→ **TASK OBJECTIVE**:
Using the records below, give again exactly the lines from the line that contains "pixel 462 292" through the line that contains "pixel 370 71", both ends included, and only those.
====== MATERIAL SHOWN ======
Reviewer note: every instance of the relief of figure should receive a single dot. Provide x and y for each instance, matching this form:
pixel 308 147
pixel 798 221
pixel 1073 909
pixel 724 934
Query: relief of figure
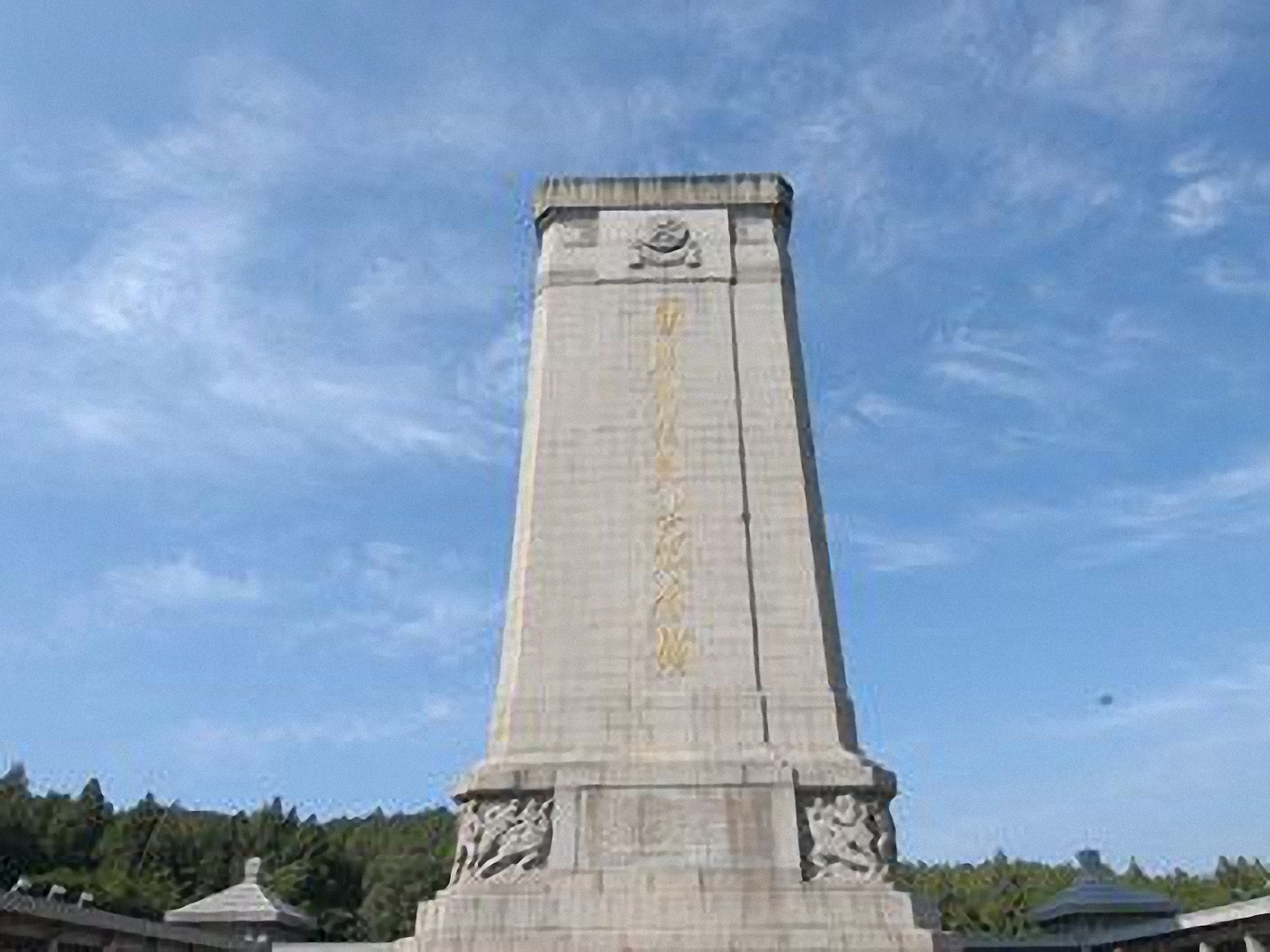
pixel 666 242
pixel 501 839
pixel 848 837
======
====== MATERIAL SHOWN ======
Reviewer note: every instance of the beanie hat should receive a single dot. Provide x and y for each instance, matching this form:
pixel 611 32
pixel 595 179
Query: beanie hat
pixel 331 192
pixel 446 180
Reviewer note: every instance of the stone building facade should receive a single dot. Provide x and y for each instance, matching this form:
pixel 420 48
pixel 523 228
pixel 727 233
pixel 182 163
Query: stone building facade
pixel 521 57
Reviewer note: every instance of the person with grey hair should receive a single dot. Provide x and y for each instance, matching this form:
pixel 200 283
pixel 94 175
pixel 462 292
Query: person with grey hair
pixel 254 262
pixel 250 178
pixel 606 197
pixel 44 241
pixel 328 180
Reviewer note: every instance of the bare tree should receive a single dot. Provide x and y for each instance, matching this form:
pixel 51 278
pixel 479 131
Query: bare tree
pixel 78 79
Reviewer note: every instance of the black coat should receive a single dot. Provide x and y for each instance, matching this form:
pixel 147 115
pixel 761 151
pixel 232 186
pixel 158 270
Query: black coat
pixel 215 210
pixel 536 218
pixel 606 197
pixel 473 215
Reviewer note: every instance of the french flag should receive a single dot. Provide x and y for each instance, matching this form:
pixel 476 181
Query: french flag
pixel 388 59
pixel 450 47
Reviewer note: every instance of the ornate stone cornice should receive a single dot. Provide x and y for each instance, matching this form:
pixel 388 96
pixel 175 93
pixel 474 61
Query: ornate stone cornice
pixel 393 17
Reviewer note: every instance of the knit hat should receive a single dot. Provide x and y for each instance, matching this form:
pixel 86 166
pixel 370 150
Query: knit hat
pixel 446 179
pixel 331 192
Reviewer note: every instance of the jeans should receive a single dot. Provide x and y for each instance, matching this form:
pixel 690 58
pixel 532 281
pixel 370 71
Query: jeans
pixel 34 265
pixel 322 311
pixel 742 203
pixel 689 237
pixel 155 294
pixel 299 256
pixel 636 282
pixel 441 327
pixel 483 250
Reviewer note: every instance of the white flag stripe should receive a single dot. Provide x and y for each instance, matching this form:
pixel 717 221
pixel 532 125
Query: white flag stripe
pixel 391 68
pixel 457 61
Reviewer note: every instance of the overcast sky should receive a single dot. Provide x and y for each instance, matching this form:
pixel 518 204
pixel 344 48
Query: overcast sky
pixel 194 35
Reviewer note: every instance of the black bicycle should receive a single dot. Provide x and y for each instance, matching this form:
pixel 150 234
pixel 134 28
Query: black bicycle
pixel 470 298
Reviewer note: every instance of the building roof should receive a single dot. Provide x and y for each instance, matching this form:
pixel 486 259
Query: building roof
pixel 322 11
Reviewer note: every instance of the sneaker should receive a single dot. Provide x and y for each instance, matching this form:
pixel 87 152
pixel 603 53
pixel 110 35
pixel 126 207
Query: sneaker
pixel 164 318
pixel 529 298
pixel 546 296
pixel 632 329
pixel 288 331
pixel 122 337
======
→ **SOLUTION TO THIS EXERCISE**:
pixel 462 292
Query: person with grey hair
pixel 254 262
pixel 250 178
pixel 606 197
pixel 44 241
pixel 328 180
Reviewer note: every instance of the bare tree should receive a single dot. Provide x and y for each instance, matching this form:
pixel 51 278
pixel 479 131
Query: bare tree
pixel 78 79
Reviewer note: every instance of the black coat should receive a single dot. Provide x and y for each instance, matching this form:
pixel 147 115
pixel 761 151
pixel 232 186
pixel 158 270
Query: black coat
pixel 215 210
pixel 536 218
pixel 606 197
pixel 473 215
Reviewer note: every instance of the french flag should receive a single dot. Provide x and y for each instance, matching this form:
pixel 476 181
Query: french flag
pixel 388 59
pixel 450 47
Reviewer note: every instance of the ornate stone cornice should receive a single dot. Provide x and y for each instance, matching this form:
pixel 388 96
pixel 175 93
pixel 474 61
Query: ornate stone cornice
pixel 393 17
Reviewer note: every instance of the knit hat should receive a single dot. Provide x and y for each instance, matching this form:
pixel 86 166
pixel 370 150
Query: knit hat
pixel 446 179
pixel 331 192
Reviewer note: every instance of the jeans should receive a single dot. Provide x and y for each instance, matching this form:
pixel 690 58
pixel 532 281
pixel 370 71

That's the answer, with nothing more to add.